==== Extrait fourni
3. Il ressort des pièces du dossier que M. C... a assuré, à compter du mois de septembre 2004, des cours de musique au sein de l'école municipale de Simiane-Collongue, selon un volume horaire variable chaque année. Il a bénéficié ainsi de contrats au titre de chaque année scolaire jusqu'en 2018, qui se sont succédés de manière discontinue, toujours sur une période allant du mois de septembre à celui de juin. Dans ces conditions, il occupait un emploi répondant à un besoin permanent, et, alors même qu'il était rémunéré sur la base d'un nombre de vacations multiplié par un taux horaire, il ne pouvait être regardé comme ayant la qualité de vacataire engagé pour accomplir ponctuellement une tâche déterminée mais devait être considéré comme un agent non titulaire de la fonction publique territoriale recruté sur un emploi permanent. La circonstance que l'intéressé demeure par ailleurs un agent public territorial titulaire dans une autre collectivité est à cet égard sans incidence. Dans ces conditions, c'est à bon droit que les premiers juges ont annulé la décision implicite par laquelle le maire de Simiane-Collongue a refusé de faire droit à sa demande de requalification de ses contrats depuis le 1er septembre 2004 en contrats à durée déterminée dont l'avait saisi M. C....

En ce qui concerne les conclusions à fin d'injonction :

4. Compte tenu de ce qui vient d'être dit, c'est également à bon droit que les premiers juges ont enjoint à la commune de Simiane-Collongue de requalifier les décisions d'engagement de M. C... en qualité de vacataire à compter du 1er septembre 2004 en contrats à durée déterminée, dans un délai de trois mois à compter de la notification de son jugement.

En ce qui concerne les conclusions indemnitaires :

5. Compte tenu de ce qui a été dit au point 3, M. C... a droit à réparation des préjudices directement liés à l'illégalité commise par la commune de Simiane-Collongue.

6. Aux termes de l'article 4 du décret du 2 mai 2007 : " Le cumul d'une activité exercée à titre accessoire mentionnée aux articles 2 et 3 avec une activité exercée à titre principal est subordonné à la délivrance d'une autorisation par l'autorité dont relève l'agent intéressé. (...) ". Aux termes de l'article 7 du décret du 27 janvier 2017 : " Le cumul d'une activité exercée à titre accessoire mentionnée à l'article 6 avec une activité exercée à titre principal est subordonné à la délivrance d'une autorisation par l'autorité dont relève l'agent intéressé. ". Contrairement à ce qu'allègue la commune, M. C... justifie avoir été autorisé par son employeur à cumuler son emploi de professeur musique au sein de l'école municipale de Simiane-Collongue avec son emploi au sein de la commune d'Aix-en-Provence de manière régulière au regard des dispositions précitées. Par suite, aucune faute de nature à réduire son droit à indemnité ne peut lui être reprochée.
========
==== Enregistrements
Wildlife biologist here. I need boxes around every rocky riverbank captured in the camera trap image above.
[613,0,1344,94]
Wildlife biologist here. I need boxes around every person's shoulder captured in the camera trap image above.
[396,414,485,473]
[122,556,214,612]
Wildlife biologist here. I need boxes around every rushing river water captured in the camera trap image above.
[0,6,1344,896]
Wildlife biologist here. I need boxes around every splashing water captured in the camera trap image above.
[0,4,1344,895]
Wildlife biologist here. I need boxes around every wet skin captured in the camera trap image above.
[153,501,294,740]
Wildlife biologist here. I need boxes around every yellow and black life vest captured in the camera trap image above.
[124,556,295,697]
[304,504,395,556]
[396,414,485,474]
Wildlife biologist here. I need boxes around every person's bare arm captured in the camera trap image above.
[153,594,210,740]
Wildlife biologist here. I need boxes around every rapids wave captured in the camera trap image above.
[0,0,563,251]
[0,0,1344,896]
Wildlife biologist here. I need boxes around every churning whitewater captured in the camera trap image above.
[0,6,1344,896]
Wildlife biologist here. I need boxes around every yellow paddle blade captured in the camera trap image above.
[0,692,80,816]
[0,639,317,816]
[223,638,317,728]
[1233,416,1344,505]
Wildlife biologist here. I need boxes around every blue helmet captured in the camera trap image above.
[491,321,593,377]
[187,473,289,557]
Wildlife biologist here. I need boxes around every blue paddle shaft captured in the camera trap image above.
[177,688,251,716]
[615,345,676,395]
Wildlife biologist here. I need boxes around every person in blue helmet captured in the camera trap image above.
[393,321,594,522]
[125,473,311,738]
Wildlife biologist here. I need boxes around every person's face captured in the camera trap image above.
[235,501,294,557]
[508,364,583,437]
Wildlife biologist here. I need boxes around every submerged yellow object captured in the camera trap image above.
========
Consignes —
(1) Répondez à ces questions sur l'extrait :
(a) À partir de quel mois et de quelle année M. C... a-t-il donné des cours de musique à l'école municipale de Simiane-Collongue ?
(b) Dans quel délai la commune devait-elle requalifier les décisions d'engagement de M. C... ?
(c) Dans quelle commune M. C... occupait-il son autre emploi ?
(2) Dans l'extrait, recopiez le passage qui commence par « En ce qui concerne les conclusions à » et s'arrête après « de son jugement. », en remplaçant « trois mois » par « deux mois ».
Répondez en vous servant uniquement de l'extrait.

Réponses par tâche —
(1)
(a) Septembre 2004.
(b) Trois mois à compter de la notification du jugement.
(c) Aix-en-Provence.

(2)
En ce qui concerne les conclusions à fin d'injonction :

4. Compte tenu de ce qui vient d'être dit, c'est également à bon droit que les premiers juges ont enjoint à la commune de Simiane-Collongue de requalifier les décisions d'engagement de M. C... en qualité de vacataire à compter du 1er septembre 2004 en contrats à durée déterminée, dans un délai de deux mois à compter de la notification de son jugement.